DESCRIPTION OF THE TASK >>
Could you write out the stretch of lines below from the one containing "Spot the reflection" through the one containing "[(556, 402)]", requests included, scaling every answer coordinate by 1.15 and rounding to whole numbers with halves going up? Keep the sample coordinates in the requests unchanged, and leave the pictures out.

GIVEN DATA >>
▼

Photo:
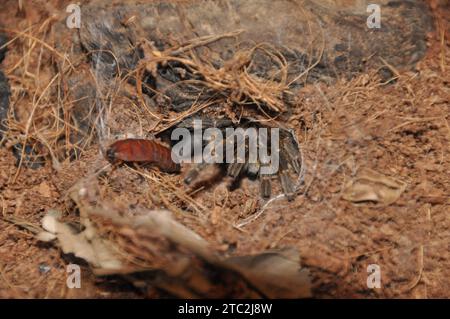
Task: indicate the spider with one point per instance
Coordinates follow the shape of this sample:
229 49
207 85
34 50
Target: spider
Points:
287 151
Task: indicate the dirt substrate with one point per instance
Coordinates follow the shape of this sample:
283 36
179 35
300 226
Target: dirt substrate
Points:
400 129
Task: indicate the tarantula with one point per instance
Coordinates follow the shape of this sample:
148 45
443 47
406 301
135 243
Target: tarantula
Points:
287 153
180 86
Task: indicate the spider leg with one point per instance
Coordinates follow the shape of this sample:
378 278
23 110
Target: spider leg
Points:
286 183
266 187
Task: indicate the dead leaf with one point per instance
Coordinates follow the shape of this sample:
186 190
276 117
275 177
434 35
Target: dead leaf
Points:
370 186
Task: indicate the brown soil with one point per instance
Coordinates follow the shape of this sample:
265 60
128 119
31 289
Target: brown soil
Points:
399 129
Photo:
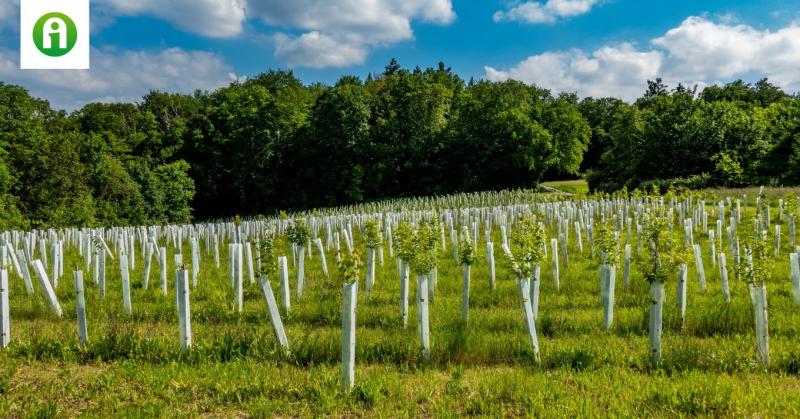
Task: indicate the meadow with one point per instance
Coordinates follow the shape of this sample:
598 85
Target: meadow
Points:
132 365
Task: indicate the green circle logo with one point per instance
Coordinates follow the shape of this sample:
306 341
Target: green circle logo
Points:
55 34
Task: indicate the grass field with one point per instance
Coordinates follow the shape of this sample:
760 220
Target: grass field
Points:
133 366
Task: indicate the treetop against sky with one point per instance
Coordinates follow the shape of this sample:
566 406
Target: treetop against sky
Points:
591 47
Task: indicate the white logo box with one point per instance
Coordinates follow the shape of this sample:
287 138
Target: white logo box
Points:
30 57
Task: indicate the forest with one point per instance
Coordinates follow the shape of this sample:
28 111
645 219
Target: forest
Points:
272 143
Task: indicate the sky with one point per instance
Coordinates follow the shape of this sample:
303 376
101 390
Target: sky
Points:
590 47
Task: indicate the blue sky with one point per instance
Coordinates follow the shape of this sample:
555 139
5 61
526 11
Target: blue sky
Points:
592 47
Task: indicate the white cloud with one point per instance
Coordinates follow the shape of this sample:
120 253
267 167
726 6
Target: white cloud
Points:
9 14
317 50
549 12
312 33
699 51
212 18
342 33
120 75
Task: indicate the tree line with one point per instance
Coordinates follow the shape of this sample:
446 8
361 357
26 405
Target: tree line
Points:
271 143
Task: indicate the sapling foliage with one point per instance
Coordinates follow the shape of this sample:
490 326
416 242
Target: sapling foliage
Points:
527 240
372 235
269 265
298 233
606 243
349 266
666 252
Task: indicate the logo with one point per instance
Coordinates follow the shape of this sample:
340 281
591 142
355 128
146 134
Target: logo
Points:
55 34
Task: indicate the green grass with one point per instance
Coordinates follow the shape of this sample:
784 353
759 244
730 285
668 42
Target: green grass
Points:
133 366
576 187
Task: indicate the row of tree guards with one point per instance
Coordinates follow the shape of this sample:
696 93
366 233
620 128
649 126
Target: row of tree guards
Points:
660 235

▲
▼

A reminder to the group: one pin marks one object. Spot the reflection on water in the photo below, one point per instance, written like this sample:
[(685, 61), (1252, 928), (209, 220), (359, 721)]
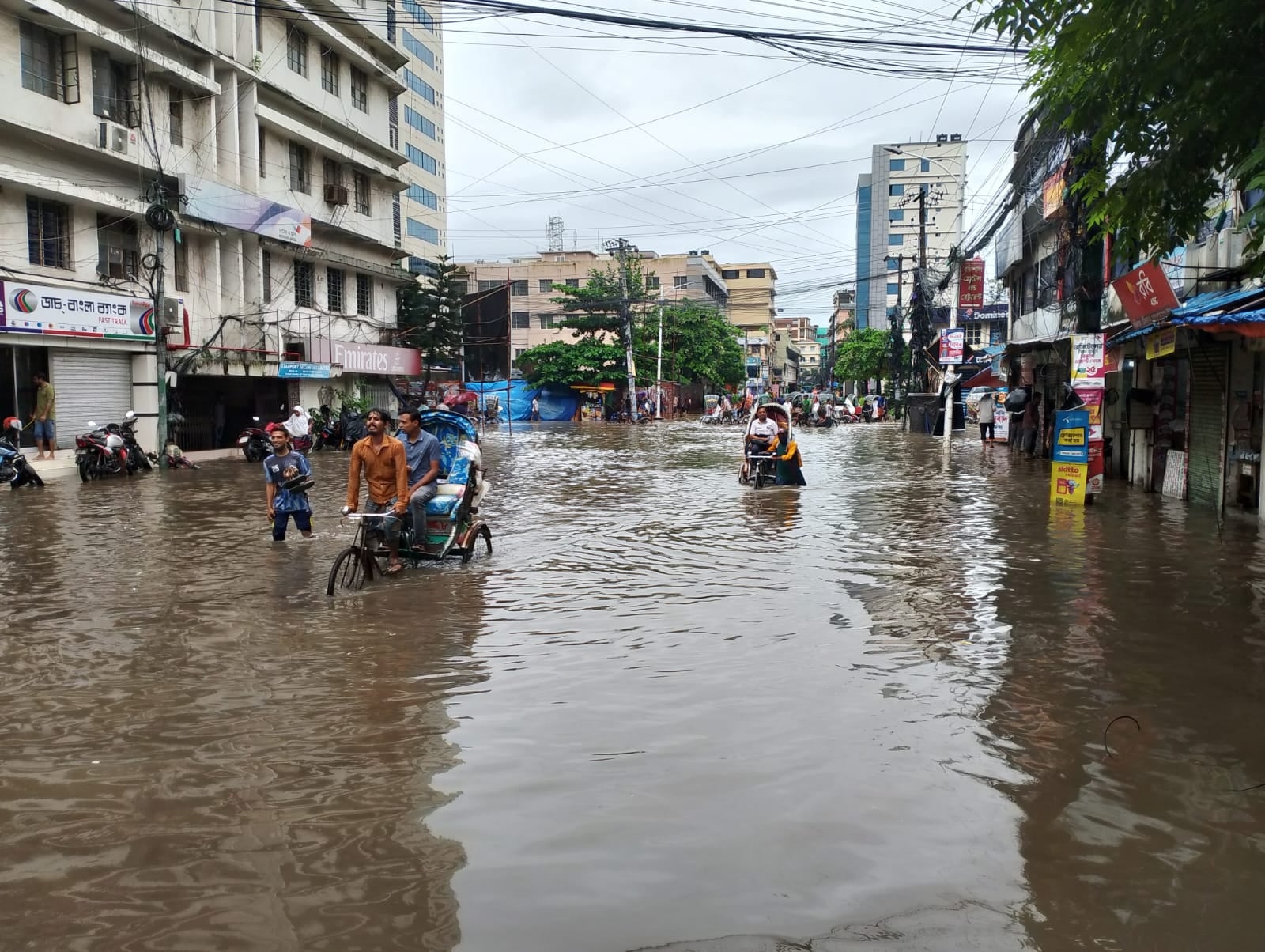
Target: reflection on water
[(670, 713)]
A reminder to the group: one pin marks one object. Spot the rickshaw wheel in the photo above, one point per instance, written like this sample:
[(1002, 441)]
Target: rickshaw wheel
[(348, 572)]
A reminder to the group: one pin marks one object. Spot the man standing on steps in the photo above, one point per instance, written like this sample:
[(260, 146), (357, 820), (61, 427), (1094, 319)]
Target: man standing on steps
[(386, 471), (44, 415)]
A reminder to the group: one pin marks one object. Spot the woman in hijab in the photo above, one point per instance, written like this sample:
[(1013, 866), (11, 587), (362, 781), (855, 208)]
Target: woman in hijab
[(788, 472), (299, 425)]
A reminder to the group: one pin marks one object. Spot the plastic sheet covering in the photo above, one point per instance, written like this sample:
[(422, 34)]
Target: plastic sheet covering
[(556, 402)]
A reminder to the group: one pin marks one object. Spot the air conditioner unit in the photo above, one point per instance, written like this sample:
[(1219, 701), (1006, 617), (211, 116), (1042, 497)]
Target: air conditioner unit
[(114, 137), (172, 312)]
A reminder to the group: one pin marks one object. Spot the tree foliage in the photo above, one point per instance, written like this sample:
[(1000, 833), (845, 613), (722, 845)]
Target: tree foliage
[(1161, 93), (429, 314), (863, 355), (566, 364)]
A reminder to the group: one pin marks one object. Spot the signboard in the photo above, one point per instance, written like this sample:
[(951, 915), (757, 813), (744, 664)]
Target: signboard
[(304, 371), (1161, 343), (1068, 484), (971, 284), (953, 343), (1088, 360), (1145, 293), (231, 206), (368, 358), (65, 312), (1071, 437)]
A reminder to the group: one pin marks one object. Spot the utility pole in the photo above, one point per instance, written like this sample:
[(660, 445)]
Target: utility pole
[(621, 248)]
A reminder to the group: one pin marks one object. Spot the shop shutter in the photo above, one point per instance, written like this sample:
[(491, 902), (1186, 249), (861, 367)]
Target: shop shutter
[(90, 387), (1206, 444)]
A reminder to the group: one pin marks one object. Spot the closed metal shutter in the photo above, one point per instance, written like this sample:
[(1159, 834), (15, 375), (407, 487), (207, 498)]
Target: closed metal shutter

▲

OUTPUT OF THE EXERCISE >>
A reminder to the group: one pin marks one object. Spot the reflection on water in the photo below, one point per instance, written like this sample:
[(685, 61), (1252, 928), (209, 220), (359, 721)]
Target: reflection on water
[(771, 820)]
A reminder to the group: one pin marks one object. Spot the rickshaw wheel in the photo above, one point per instance, written like this sample:
[(1002, 441)]
Target: rickshaw wheel
[(400, 658)]
A reminder to the group: one pin marks one object. Spot the man standing on steps in the photo above, one point per instance, written like this sample:
[(260, 146), (357, 820), (61, 427), (1094, 319)]
Target: man standing on steps
[(444, 542), (51, 477)]
A reminder to the group: one pin marks one object. Spot the woman in hijab in the photo above, one point per instance, written like this sample:
[(1013, 866), (11, 587), (362, 781), (855, 208)]
Target: woman in hijab
[(906, 543), (344, 489)]
A reminder to the group: one pin marks one object. Spot the plastic sheet covering in the photo above, one point per instance, written like this sample:
[(422, 34)]
Target: plastic sheet covering
[(639, 462)]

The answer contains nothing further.